Excerpt —
BEGIN

Conservation and Ecology of Aquatic Species

While many of our lab activities center on evolution and its applications, we also have a long history of involvement in projects on other aspects of conservation of aquatic species, including threatened or endangered species as well as species of economic or cultural significance.  Most of our work in this area has focused on salmonids (salmon, charr and trout) and sturgeons, but some new work is underway on vernal pool amphibians.

For my entire time in Maine I have served as an advisor on the genetic broodstock management for endangered Atlantic salmon.  However, in addition my interests in the genetic and evolutionary management of the species, I have also been involved in a series of collaborative telemetry and passage studies with Joseph Zydlewski, and others, to characterize the anthropogenic migratory challenges faced by adult and juvenile salmon in the Penobscot River.  That work represented an important set of pre-restoration insights in advance of the Penobscot River Restoration Project, one of the largest river restoration projects of its kind.  Our new tracking studies have begun to reveal how dam removals and other changes the Penobscot system have changed migratory conditions for salmon.

END

Work order 1 — Using the conservation excerpt, decide whether each statement agrees with it: (a) Most of the lab's work in this area has focused on salmonids and sturgeons. (b) The writer has advised on Atlantic salmon broodstock management for only part of their time in Maine. (c) The work on vernal pool amphibians is already finished. Answer yes or no for each and quote the words that decide it.
Work order 2 — According to the conservation excerpt, in which river did the telemetry and passage studies look at the migratory challenges faced by salmon?

Dataset extract —
BEGIN

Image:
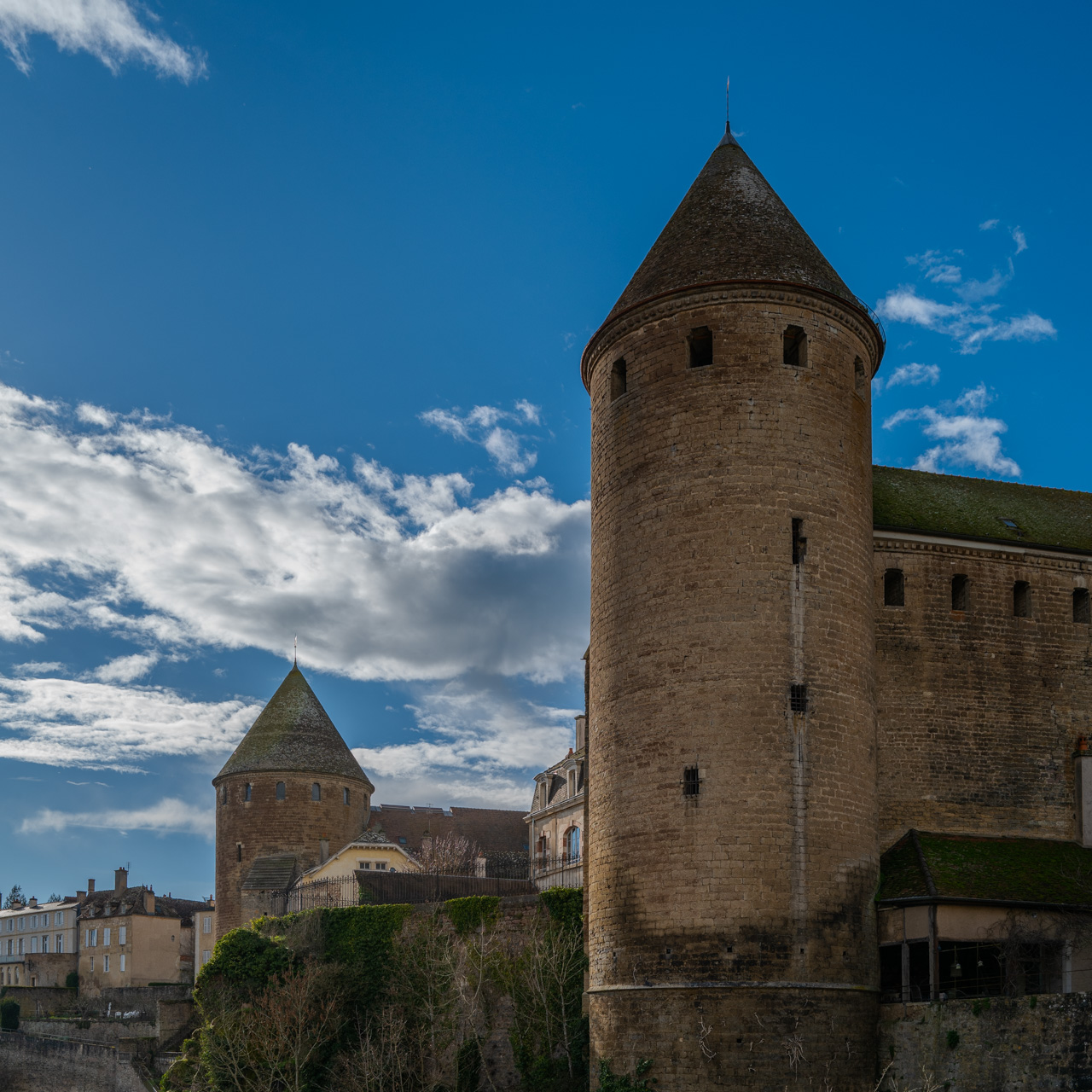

END

Task response 1 —
(a) Yes: "Most of our work in this area has focused on salmonids (salmon, charr and trout) and sturgeons"
(b) No: "For my entire time in Maine I have served as an advisor on the genetic broodstock management for endangered Atlantic salmon."
(c) No: "some new work is underway on vernal pool amphibians"

Task response 2 — The Penobscot River.